**STORED RECORDS:**
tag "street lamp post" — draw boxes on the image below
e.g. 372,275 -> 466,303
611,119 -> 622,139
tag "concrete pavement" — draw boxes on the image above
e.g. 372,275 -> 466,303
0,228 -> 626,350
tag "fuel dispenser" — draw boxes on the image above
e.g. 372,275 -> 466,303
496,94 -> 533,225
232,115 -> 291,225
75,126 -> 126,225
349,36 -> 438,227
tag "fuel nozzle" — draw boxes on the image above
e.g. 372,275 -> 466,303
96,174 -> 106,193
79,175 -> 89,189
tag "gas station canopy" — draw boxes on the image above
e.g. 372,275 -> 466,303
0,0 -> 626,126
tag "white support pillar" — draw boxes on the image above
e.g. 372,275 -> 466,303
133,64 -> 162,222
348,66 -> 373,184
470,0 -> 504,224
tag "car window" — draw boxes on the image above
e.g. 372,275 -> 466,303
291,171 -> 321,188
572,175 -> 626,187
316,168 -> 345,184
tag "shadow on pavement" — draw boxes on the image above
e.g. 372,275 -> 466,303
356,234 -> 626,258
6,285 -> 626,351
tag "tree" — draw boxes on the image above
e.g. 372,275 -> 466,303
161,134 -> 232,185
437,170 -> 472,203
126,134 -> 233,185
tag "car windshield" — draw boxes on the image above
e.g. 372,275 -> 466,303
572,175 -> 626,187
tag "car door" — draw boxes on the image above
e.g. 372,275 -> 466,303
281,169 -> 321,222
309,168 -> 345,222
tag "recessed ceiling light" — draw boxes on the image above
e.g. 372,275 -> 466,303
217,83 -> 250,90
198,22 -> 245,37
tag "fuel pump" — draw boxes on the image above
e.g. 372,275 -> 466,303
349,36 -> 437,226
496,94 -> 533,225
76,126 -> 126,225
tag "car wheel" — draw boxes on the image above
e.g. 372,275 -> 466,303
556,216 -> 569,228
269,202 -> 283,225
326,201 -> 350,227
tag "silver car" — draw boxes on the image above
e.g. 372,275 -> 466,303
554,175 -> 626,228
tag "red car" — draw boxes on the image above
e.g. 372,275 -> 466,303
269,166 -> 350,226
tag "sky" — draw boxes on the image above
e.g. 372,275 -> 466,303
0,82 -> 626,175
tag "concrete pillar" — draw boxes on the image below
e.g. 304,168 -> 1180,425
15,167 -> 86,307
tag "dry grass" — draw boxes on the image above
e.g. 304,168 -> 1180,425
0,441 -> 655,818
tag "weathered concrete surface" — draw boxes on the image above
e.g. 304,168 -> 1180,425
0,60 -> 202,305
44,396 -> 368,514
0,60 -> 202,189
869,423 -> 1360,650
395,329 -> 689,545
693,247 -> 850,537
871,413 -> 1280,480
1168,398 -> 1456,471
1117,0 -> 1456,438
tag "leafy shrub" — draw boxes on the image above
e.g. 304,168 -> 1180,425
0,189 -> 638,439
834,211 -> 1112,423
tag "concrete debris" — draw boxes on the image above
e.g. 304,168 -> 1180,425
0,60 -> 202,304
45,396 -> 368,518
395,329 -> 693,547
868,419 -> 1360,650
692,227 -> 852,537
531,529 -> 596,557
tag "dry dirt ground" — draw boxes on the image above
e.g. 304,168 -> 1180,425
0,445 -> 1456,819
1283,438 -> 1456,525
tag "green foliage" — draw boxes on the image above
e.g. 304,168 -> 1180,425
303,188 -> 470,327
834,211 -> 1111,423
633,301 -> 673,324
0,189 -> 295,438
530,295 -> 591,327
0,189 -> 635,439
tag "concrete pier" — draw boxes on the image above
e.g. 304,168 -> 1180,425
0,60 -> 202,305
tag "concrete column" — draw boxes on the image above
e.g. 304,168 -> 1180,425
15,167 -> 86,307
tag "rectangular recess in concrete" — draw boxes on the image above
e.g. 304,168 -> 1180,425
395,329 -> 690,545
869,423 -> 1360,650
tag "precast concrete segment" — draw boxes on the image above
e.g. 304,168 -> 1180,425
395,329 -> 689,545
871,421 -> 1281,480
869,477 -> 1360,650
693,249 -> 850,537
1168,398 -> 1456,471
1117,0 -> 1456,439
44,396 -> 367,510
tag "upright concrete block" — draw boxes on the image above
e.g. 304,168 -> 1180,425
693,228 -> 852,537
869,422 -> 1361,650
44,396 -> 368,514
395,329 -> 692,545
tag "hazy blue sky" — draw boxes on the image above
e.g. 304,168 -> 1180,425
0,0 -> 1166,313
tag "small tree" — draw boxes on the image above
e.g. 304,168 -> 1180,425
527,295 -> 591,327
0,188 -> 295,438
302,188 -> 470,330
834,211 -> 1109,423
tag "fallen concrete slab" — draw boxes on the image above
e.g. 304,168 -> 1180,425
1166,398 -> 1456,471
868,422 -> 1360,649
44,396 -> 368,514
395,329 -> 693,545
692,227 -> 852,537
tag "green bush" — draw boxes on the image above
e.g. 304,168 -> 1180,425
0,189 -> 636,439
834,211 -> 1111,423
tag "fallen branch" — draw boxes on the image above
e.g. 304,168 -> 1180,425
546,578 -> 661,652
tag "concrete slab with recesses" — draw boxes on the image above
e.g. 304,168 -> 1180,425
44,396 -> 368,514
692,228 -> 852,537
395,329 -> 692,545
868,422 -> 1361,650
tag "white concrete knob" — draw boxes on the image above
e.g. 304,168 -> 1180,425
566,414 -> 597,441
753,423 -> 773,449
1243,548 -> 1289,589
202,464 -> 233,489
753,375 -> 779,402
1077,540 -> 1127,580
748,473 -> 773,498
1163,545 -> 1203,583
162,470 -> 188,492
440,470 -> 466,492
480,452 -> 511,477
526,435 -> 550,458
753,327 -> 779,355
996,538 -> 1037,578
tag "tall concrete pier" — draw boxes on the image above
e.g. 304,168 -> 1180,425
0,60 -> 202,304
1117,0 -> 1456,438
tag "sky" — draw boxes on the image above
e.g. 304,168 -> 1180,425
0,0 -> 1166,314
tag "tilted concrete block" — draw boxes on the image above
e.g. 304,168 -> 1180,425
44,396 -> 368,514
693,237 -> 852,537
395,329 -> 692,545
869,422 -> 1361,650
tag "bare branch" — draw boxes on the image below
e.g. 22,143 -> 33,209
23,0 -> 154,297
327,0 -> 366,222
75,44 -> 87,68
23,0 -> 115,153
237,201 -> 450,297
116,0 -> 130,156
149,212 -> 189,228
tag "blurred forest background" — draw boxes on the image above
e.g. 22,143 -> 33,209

**WHAT THIS TASK INVOLVES:** Reproduce all the entries above line for line, with no changes to any wording, numbers or punctuation.

**IN RESPONSE:**
tag "street lamp post" — draw boxes on the image below
e.g. 372,275 -> 466,303
611,119 -> 622,139
tag "concrete pavement" — draw boxes on the image above
e.g. 372,275 -> 466,303
0,228 -> 626,350
tag "fuel dispenser" — draw boxes on the image above
e.g. 372,275 -> 466,303
496,94 -> 533,225
232,115 -> 291,225
75,126 -> 126,225
349,36 -> 438,227
tag "fuel nozzle" — draw boxes on the image above
e.g. 372,275 -> 466,303
96,174 -> 106,193
79,175 -> 89,189
tag "gas station canopy" — draw boxes on the image above
e.g. 372,275 -> 466,303
0,0 -> 626,126
tag "white support pillar" — draw boxes on the image above
e.g. 372,275 -> 466,303
133,64 -> 162,222
348,66 -> 373,184
470,0 -> 504,224
tag "car window" — draw boxes on the image above
e.g. 372,275 -> 466,303
291,171 -> 321,188
572,175 -> 626,187
316,168 -> 345,184
tag "shadow on pavement" — draw boxes on the image above
e.g. 372,275 -> 466,303
356,234 -> 626,258
6,285 -> 626,351
tag "tree" — draw boxes on the image above
e.g. 372,275 -> 466,303
161,134 -> 232,185
437,170 -> 472,203
126,134 -> 233,185
tag "car windshield" — draw boxes on the image above
e.g. 372,275 -> 466,303
572,175 -> 626,187
tag "car door" — draw boxes on the image above
e.g. 372,275 -> 466,303
281,169 -> 321,222
309,168 -> 345,222
tag "recessed ceiling light" — draw boxes on the image above
e.g. 372,275 -> 466,303
217,83 -> 250,90
198,22 -> 245,37
tag "fuel pump" — draw boxes on the image above
e.g. 372,275 -> 466,303
349,36 -> 437,226
496,94 -> 533,225
76,126 -> 126,225
tag "car wheel" — draw boxes on the image above
e.g. 372,275 -> 466,303
556,216 -> 569,228
269,202 -> 283,225
326,201 -> 350,227
tag "silver car" — draw boxes on the image above
e.g. 372,275 -> 466,303
554,175 -> 626,228
tag "red car" — draw boxes on the image above
e.g. 372,275 -> 466,303
269,166 -> 350,226
tag "sky" — draw boxes on the image above
e.g. 372,275 -> 466,303
0,82 -> 626,175
tag "concrete pillar" — draw boxes on the image below
e.g. 304,168 -> 1180,425
15,167 -> 86,307
tag "dry grass" — draw boxes on the image above
e.g. 304,168 -> 1180,425
0,441 -> 655,818
tag "weathered concrete surface" — draw boxes on the image above
e.g. 304,168 -> 1180,425
0,60 -> 202,305
44,396 -> 368,514
0,60 -> 202,189
869,423 -> 1360,650
395,329 -> 689,545
693,247 -> 850,537
871,413 -> 1280,480
1168,398 -> 1456,471
1117,0 -> 1456,438
tag "leafy shrub" — draw boxes on the image above
e.g. 304,168 -> 1180,425
0,189 -> 638,439
834,211 -> 1112,423
tag "concrete debris" — draw boxes on the image above
e.g. 304,168 -> 1180,425
0,60 -> 202,304
45,396 -> 368,518
395,329 -> 693,547
868,419 -> 1360,650
692,227 -> 852,537
531,529 -> 596,557
tag "dry dirt ground" — draw boxes on the image above
e.g. 304,168 -> 1180,425
0,445 -> 1456,819
1283,438 -> 1456,525
tag "green foliage" — draw boxes on the image above
e.g. 304,168 -> 1180,425
303,188 -> 470,327
834,211 -> 1111,423
633,301 -> 673,324
0,189 -> 295,438
530,295 -> 591,327
0,189 -> 635,439
tag "concrete pier" — draw boxes on the image above
e.g. 304,168 -> 1180,425
0,60 -> 202,305
tag "concrete column" — draw boxes on the image above
e.g. 304,168 -> 1180,425
15,167 -> 86,307
tag "rectangular recess in concrete" — draw boxes on the image above
e.g. 304,168 -> 1180,425
395,329 -> 690,545
869,423 -> 1360,650
tag "precast concrete segment" — draw boxes on the image above
e.g. 304,168 -> 1180,425
395,329 -> 689,545
871,421 -> 1281,480
869,477 -> 1360,650
693,249 -> 850,537
1168,398 -> 1456,471
1117,0 -> 1456,439
44,396 -> 367,510
tag "upright concrete block" — draw boxes on the image above
e.g. 304,168 -> 1180,425
693,228 -> 852,537
869,422 -> 1361,650
44,396 -> 368,514
395,329 -> 692,545
tag "hazy blue sky" — draw boxes on the image above
e.g. 304,168 -> 1180,425
0,0 -> 1166,313
tag "small tree" — draw boxes on the image above
e.g. 304,168 -> 1180,425
527,295 -> 591,327
0,188 -> 295,438
302,188 -> 470,330
834,211 -> 1109,423
tag "fallen concrete slab" — draw boxes on the image above
e.g. 304,168 -> 1180,425
1166,398 -> 1456,471
868,422 -> 1360,649
44,396 -> 368,514
395,329 -> 693,545
692,227 -> 852,537
tag "green bush" — draw boxes on the image above
e.g. 304,168 -> 1180,425
0,189 -> 636,439
834,211 -> 1111,423
tag "fallen branch" — draw boxes on the image above
e.g. 304,168 -> 1180,425
546,578 -> 661,652
tag "concrete slab with recesses" — draw boxes on the image above
e.g. 304,168 -> 1180,425
44,396 -> 368,514
692,228 -> 852,537
395,329 -> 692,545
868,422 -> 1361,650
tag "white concrete knob" — draw boxes on the image above
e.g. 304,168 -> 1180,425
566,414 -> 597,441
753,423 -> 773,449
1243,548 -> 1289,589
202,464 -> 233,489
753,375 -> 779,402
1077,540 -> 1127,580
748,473 -> 773,498
1163,545 -> 1203,583
162,470 -> 188,492
440,470 -> 466,492
480,452 -> 511,477
526,435 -> 550,458
753,327 -> 779,355
996,538 -> 1037,578
tag "tall concrete pier" — draw boxes on the image above
e.g. 304,168 -> 1180,425
0,60 -> 202,304
1117,0 -> 1456,438
tag "sky" — draw boxes on the image above
e.g. 304,168 -> 1180,425
0,0 -> 1166,314
tag "tilted concrete block" — draw boxes on the image above
e.g. 304,168 -> 1180,425
44,396 -> 368,514
693,237 -> 852,537
395,329 -> 692,545
869,422 -> 1361,650
tag "bare branch" — draw boxes on the image below
e.g. 22,143 -> 33,209
23,0 -> 154,297
327,0 -> 366,222
75,44 -> 87,68
23,0 -> 115,153
237,201 -> 450,297
116,0 -> 130,156
149,212 -> 189,228
tag "blurred forest background" — draw boxes on the image above
e.g. 22,143 -> 33,209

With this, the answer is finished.